Stored records:
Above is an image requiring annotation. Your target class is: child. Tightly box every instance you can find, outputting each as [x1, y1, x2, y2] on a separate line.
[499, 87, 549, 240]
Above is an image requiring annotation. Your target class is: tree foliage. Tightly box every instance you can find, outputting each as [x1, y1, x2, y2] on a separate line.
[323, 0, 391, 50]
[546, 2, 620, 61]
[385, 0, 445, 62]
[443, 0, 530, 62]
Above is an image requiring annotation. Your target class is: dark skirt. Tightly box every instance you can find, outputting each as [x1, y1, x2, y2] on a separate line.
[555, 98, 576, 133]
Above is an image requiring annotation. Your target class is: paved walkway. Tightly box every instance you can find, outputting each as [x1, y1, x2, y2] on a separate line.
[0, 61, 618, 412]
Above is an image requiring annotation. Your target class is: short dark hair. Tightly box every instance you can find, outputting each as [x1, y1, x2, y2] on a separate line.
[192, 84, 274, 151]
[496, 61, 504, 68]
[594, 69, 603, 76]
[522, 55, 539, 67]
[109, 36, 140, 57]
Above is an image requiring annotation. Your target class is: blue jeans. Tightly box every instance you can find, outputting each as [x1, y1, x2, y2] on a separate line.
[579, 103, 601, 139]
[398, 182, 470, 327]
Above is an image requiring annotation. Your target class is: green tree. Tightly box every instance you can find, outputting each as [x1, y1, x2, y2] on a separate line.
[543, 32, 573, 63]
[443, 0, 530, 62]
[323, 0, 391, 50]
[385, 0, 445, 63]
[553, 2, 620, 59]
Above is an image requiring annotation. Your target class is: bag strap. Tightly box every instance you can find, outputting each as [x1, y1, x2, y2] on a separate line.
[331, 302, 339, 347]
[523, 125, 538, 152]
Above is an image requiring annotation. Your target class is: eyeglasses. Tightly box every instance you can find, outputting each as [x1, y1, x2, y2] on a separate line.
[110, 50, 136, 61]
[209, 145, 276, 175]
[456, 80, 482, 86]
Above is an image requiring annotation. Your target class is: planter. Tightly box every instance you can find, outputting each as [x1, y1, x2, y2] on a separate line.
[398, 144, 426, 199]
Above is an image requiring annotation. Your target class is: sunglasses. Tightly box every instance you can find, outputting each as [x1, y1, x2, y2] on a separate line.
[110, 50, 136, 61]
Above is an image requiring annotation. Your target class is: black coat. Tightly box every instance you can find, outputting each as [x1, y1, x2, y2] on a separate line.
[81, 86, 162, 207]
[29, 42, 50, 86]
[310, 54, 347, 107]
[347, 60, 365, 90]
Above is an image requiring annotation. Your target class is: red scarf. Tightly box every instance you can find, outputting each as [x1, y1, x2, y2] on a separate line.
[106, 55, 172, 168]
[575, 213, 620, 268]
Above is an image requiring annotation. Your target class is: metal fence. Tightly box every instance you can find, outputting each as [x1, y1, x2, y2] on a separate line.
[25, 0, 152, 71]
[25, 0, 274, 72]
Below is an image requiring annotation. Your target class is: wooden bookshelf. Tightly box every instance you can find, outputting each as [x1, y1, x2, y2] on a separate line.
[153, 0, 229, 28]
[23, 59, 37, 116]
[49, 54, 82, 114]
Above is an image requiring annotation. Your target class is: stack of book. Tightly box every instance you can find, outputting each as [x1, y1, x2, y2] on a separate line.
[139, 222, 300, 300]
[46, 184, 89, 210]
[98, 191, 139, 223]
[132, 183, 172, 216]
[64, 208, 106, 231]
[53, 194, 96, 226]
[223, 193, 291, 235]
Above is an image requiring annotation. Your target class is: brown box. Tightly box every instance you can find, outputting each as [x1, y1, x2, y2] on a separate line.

## EXERCISE PROMPT
The records above must be retyped in full, exactly.

## COMPLETED TASK
Above is an image requiring annotation. Your target class is: child. Tightly box every instance you can find, outputting each as [x1, y1, x2, y2] on a separate line.
[499, 87, 549, 240]
Above is an image requiring annotation. Your target class is: tree foliage. Tightly box every instance you can find, outputting each as [x1, y1, x2, y2] on a separate line.
[323, 0, 391, 50]
[546, 2, 620, 61]
[385, 0, 445, 62]
[443, 0, 530, 62]
Above is an image requiring annotation. Your target class is: dark skirt. Tightly box every instance you can find, outputting each as [x1, y1, x2, y2] on a separate line.
[555, 98, 576, 133]
Above is an image requiring annotation. Your target class is: paved walkway. Tightly box every instance you can find, outputting each as [x1, y1, x2, y2] on a separate line.
[0, 61, 618, 412]
Above is an image requiring annotation. Your target class is: short dark hair. Tightly box every instance you can find, outputting each as [x1, y1, x2, y2] on a separate line.
[192, 84, 274, 151]
[496, 61, 504, 68]
[594, 69, 603, 76]
[522, 55, 539, 67]
[109, 36, 140, 57]
Above is an image requiring annotation. Your target class is: blue jeans. Tightly box every instance you can find, outputting each as [x1, y1, x2, y2] on a separate line.
[579, 103, 601, 139]
[398, 182, 470, 327]
Above is an image requiring annotation. Your target class is: green tree. Tightly box every instance you can find, outputting each as [x1, y1, x2, y2] on a separate line.
[543, 32, 573, 63]
[443, 0, 530, 62]
[323, 0, 391, 50]
[385, 0, 445, 63]
[553, 2, 620, 59]
Above is an image requiring annotation. Your target class is: bag strap. Tightly box every instance you can find, outputting each as [x1, y1, x2, y2] on a separate line.
[331, 302, 339, 347]
[523, 125, 538, 152]
Above is an image requiring annotation. Your target class is: eyeglasses. Tightly box every instance you can find, outputting each as [x1, y1, x2, y2] on a separate line.
[110, 50, 136, 61]
[209, 145, 276, 175]
[456, 80, 482, 86]
Above is an image requiring annotation. Your target class is: planter. Tightly box every instance you can find, outputting each as [x1, y1, x2, y2] on a separate line.
[398, 144, 426, 199]
Above is an image requiring annotation. Your target class is: sunglasses. Tightly box every instance you can find, outputting each as [x1, y1, x2, y2] on a separate line.
[110, 50, 136, 61]
Above is an image requiring annotation. Your target class is: black coat. Tightly box every instance you can find, outputting each as [x1, y1, x2, y2] on a separate line.
[81, 86, 162, 207]
[29, 42, 50, 86]
[310, 54, 347, 107]
[347, 60, 365, 90]
Above is an image requiring annotation. Your target class is: red scarf. Tightly box every instance you can find, outputting each as [x1, y1, x2, y2] on a separate line.
[106, 55, 172, 168]
[575, 213, 620, 268]
Above is an image requiring annotation. Your target class is: metal fence. Tightly box every instance you can find, outputting each as [x1, y1, x2, y2] on a separate line.
[25, 0, 152, 71]
[25, 0, 274, 72]
Below is an image requiring annotation. Your target class is: wooden bookshelf. Tightly box every instance you can find, outputting each as [x1, y1, x2, y2] on a separate line.
[153, 0, 229, 28]
[23, 59, 37, 116]
[49, 54, 82, 114]
Above is an image requiring annotation. Your target class is: stack of book. Tightly box every instance you can find, outputting each as [x1, y1, x2, y2] on a separate line.
[139, 222, 300, 300]
[46, 184, 89, 210]
[98, 191, 139, 223]
[132, 183, 172, 216]
[64, 208, 106, 231]
[53, 194, 96, 226]
[223, 193, 291, 235]
Above is an image requiring annotation. Your target class is: brown box. Tightly box every instance you can find, outputting each as [x1, y1, x2, y2] on a separate line.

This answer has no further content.